==== Data extracts

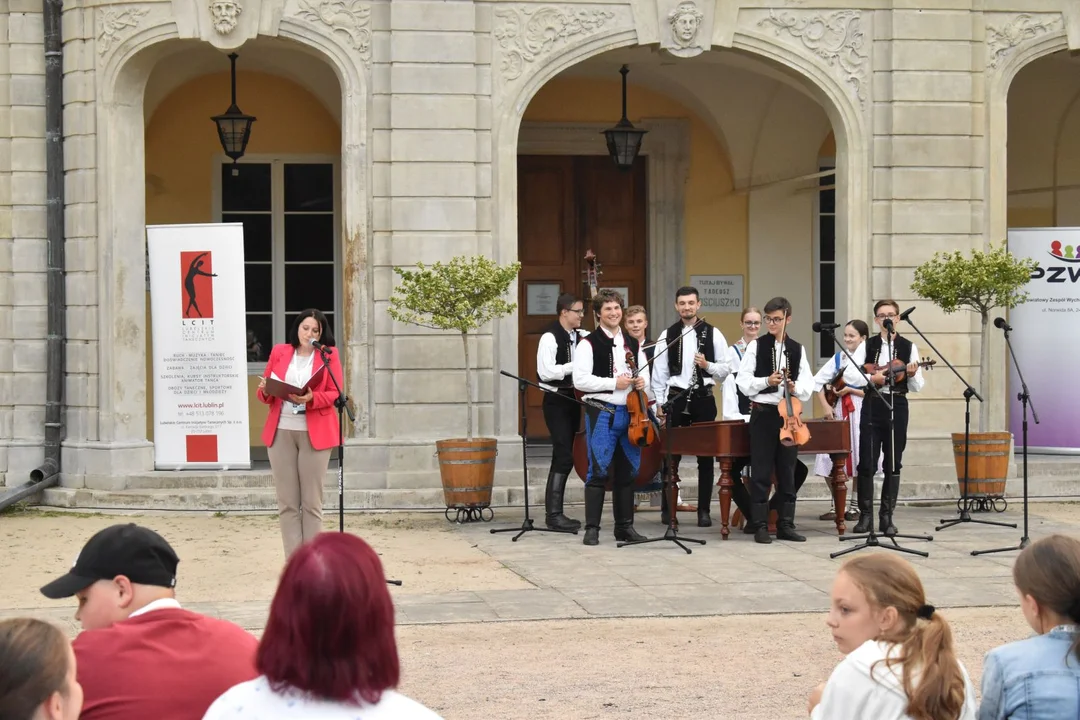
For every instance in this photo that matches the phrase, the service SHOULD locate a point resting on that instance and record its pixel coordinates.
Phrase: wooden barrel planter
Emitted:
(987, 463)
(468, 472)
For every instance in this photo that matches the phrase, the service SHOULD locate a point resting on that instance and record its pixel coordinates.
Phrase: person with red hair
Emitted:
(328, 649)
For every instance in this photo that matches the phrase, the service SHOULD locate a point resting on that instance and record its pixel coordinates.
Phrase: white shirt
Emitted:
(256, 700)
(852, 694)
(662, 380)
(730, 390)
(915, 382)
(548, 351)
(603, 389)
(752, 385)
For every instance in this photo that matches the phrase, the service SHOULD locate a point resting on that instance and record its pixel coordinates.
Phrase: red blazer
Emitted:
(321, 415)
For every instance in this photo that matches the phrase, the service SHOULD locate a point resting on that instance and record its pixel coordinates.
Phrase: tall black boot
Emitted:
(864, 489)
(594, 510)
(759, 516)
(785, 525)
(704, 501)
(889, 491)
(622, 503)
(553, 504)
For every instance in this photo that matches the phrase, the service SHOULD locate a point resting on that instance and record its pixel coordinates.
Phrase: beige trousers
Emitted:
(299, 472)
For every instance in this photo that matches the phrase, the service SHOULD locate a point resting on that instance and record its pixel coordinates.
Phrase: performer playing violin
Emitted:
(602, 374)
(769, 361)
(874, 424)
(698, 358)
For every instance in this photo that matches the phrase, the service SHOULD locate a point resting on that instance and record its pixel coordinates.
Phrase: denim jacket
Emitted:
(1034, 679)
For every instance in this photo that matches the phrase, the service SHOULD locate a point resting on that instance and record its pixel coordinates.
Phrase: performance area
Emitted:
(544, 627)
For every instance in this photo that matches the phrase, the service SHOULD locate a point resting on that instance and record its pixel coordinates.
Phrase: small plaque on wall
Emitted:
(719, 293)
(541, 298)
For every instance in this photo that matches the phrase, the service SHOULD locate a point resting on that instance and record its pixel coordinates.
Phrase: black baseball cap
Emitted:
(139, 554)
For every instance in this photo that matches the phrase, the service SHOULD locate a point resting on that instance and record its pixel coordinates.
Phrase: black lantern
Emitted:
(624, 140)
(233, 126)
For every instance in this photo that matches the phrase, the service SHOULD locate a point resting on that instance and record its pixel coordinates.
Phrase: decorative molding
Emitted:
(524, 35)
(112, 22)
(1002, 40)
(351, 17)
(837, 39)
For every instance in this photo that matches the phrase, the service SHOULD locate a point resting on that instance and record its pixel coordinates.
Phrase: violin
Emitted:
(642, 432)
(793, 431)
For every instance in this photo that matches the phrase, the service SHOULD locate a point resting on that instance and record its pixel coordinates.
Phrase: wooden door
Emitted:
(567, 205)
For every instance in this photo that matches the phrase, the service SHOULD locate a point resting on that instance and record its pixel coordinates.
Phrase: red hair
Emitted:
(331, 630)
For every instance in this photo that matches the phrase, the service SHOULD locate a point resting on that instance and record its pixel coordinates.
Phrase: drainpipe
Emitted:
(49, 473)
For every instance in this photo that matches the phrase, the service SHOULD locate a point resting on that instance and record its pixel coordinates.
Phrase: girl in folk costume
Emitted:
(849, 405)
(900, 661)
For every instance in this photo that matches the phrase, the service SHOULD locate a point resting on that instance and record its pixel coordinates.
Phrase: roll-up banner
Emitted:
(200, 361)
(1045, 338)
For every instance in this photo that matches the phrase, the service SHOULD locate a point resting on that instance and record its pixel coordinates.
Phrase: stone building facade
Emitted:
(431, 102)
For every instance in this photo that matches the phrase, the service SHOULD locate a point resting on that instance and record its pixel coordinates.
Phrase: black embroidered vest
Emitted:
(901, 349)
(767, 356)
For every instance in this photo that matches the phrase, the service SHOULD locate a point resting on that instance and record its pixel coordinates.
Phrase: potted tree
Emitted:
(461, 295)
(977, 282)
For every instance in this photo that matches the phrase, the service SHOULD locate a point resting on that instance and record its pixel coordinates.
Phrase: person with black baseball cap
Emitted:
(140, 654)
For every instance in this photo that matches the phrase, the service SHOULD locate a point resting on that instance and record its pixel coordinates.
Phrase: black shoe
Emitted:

========

Word for word, restate the material above; do not carry over the pictures.

For every instance in this photo that matches the phrase, the service SHOULD locate a point resting on that instance and record its pixel coordinates.
Phrase: wooden barrel planter
Emitted:
(987, 463)
(468, 472)
For every instance in this photo that matches the phrase, the service SHOULD locate a point resting on that instance and record its pixel coordinates.
Phrase: person with red hair
Emitted:
(328, 649)
For every instance in this photo that matches the phrase, the service SHOULD locate a point resting on that instance and record its pixel coordinates.
Phrase: white shirt
Emitted:
(256, 700)
(852, 694)
(662, 380)
(730, 390)
(915, 382)
(548, 351)
(603, 389)
(752, 385)
For every instance in this photo that matches the phrase, the service SHOULD locate a point resting on that instance and record its pixel coordinates.
Phrase: red blazer
Emitted:
(321, 415)
For every instance in this photo that matches the phrase, the service SHOULD locate a point resting on that instance and record its pixel coordinates.
Phrase: tall black boot
Emitted:
(864, 489)
(594, 510)
(759, 516)
(785, 525)
(704, 501)
(889, 491)
(622, 503)
(553, 504)
For every instance in this photo that matches the phrase, the service SHOULD locate a point resting on that instance and record its pixel coordinates.
Phrase: beige trousers
Emitted:
(299, 472)
For every instance in this photo that matches the phrase, the service SHOULD locate a point resting on that instance and record its pixel coordinates.
Phrase: performer playing violin
Emitted:
(602, 374)
(769, 361)
(874, 424)
(698, 358)
For every instance in this photo that matches the phrase, the service SHOULD locate a point resting on that instance and record its pixel coordinates.
Phrase: denim jacket
Emitted:
(1034, 679)
For every instance in this photo that matches the phrase, the service SHOULD locate a point resting on that instance and record its pixel coordinates.
Phrase: performance area
Emitted:
(544, 627)
For every instance in this photo that matches the phrase, the service SHOULD locate a point resting on that instance and record its pixel coordinates.
Phrase: small plaque on wall
Emitted:
(719, 293)
(541, 298)
For every instance in this photo that matches the phrase, the service SHOULD locate a point resting on that instance and record its pixel coordinates.
Phrase: black baseball cap
Emitted:
(139, 554)
For every instance in this photo that matches the phrase, the service SHOULD locate a point resting on that instance and record its pixel coordinates.
Phrase: black lantern
Emitted:
(624, 140)
(233, 126)
For every instance in this photo that matches the phrase, the service SHOULD locate a point resting on that instance and record its pixel coordinates.
Phrase: decorative molding
Emitted:
(524, 35)
(112, 22)
(1002, 40)
(351, 17)
(837, 39)
For every instance in this photo that matches the phrase, the service SHOULD locate a point resting on that instance and record its pixel coordinates.
Phrase: violin
Emitted:
(642, 432)
(793, 431)
For every instance in this photo that matches the phrase, the service SHOULD locate a point resting on that instance and record its pixel coordinates.
Phrase: wooden door
Emitted:
(567, 205)
For every instance in this photo that matches the phrase, the service SHOULD locate a point resting on that instance and record its pixel coordinates.
Phrase: red hair
Emitted:
(331, 630)
For every instance in this photo that matches the phrase, the service SHOULD locate a point resting on that instance and record its pixel coordinates.
Phrase: drainpipe
Emitted:
(49, 473)
For every instance in this photo that matches the phrase, the service SHOULD locate a point resting on that instance and record its pixel coordinates.
Phrase: girl in folk costume
Emitted:
(849, 405)
(900, 661)
For every instance in this photo that matches the phrase, the service SHOULD locate a point resting on that instance and record its pixel coordinates.
Phrase: roll-up banner
Emitted:
(200, 361)
(1045, 338)
For every instance in this photo that matches the phrase, the service SHOULD locate a point resting on that instance and record its pixel coordinates.
Phrase: stone building facade
Emitted:
(431, 102)
For every instance in this photo that matches the phrase, the service SHOULD locate a point resting on that instance and record its pixel coordinates.
Phrase: black embroidered vest
Emitted:
(901, 349)
(767, 356)
For every instance in this photo that matches the phrase, the service SHOULD locate a point resting on that instance and record its pixel coordinates.
Phrase: potted tree
Emitted:
(461, 295)
(977, 282)
For every instance in this photo that matches the phrase, the service SHOULD locate a point resting on that instance and record its pixel coordinates.
Phrase: person with black baseball cap
Emitted:
(140, 654)
For every instance in this photo that matches the phrase, the service SHOULD locate a point resting on that instance and record its pixel coordinates.
Phrase: black shoe
Emitted:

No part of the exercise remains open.